Dataset rows on where objects appear:
• • • • • • •
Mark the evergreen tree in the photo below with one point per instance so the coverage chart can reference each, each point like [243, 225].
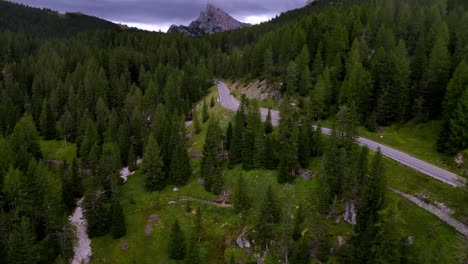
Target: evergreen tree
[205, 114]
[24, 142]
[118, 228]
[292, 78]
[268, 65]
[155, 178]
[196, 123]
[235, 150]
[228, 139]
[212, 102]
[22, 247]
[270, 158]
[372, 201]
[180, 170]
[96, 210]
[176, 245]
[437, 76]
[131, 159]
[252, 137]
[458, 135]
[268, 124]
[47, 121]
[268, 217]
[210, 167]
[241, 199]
• • • • • • •
*Task prompt*:
Rewrite the records with every "evergreen tree" changed to "conifer" and nothing else altered, omitting the pictures.

*The completed task*:
Mark the conifer in the photo below with one point per instance so the coverage chart can reference each, each point like [243, 225].
Target: conifer
[205, 114]
[24, 142]
[118, 228]
[292, 78]
[268, 65]
[155, 178]
[196, 123]
[235, 150]
[228, 139]
[212, 102]
[22, 247]
[270, 158]
[372, 201]
[180, 170]
[96, 210]
[176, 245]
[437, 76]
[131, 159]
[252, 137]
[458, 135]
[268, 124]
[47, 121]
[268, 217]
[210, 167]
[241, 199]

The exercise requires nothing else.